Location annotation dataset excerpts
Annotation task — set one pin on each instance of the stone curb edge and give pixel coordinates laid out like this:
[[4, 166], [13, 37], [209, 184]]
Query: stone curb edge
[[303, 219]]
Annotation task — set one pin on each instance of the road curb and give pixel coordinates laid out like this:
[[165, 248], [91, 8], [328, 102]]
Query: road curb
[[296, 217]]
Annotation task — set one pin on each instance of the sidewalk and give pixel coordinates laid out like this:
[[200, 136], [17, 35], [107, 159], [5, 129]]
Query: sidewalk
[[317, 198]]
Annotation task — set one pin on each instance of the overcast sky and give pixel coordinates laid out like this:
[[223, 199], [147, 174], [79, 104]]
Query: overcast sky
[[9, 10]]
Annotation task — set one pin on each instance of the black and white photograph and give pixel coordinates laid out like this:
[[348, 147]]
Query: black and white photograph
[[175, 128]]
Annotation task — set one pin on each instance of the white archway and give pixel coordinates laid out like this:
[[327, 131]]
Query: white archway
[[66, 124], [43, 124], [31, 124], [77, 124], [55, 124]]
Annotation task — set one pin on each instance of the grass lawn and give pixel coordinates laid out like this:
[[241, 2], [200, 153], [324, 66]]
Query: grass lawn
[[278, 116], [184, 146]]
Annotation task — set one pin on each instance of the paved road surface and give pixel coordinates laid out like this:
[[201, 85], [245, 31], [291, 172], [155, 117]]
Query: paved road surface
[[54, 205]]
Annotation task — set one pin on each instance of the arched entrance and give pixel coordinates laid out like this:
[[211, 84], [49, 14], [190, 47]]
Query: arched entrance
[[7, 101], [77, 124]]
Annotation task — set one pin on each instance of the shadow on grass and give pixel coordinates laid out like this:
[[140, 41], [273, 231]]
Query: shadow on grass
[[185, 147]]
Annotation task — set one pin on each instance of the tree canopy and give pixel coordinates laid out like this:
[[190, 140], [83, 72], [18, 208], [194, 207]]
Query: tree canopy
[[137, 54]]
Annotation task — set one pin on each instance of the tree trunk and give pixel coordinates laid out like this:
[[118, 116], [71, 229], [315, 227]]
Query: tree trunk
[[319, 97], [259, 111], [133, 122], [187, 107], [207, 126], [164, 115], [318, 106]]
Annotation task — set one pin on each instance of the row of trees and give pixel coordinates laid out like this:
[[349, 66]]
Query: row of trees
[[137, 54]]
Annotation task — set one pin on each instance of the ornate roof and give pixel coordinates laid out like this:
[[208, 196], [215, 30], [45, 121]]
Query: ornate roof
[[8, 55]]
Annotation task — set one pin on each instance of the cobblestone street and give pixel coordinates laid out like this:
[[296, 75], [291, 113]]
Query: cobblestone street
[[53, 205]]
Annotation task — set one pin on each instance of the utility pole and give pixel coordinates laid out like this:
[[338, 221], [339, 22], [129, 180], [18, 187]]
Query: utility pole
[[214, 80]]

:: TASK BRIEF ::
Copy the records above verbatim, from the line with "of the black" up to and including the line with "[[278, 116], [184, 146]]".

:: COMPLETE ANSWER ::
Annotation task — set one pin on each instance of the black and white photograph and give pixel coordinates laid out like this:
[[348, 147]]
Query: black and white photograph
[[175, 128]]
Annotation task — set one pin on each instance of the white archway and give pixel coordinates laid out like this:
[[327, 131]]
Query: white archway
[[66, 124], [43, 124], [31, 124], [77, 124], [55, 124]]
Annotation task — set one pin on each instance of the grass lawn and give pixel coordinates laid out like this:
[[241, 2], [200, 153], [324, 66]]
Query: grass lawn
[[278, 116], [184, 146]]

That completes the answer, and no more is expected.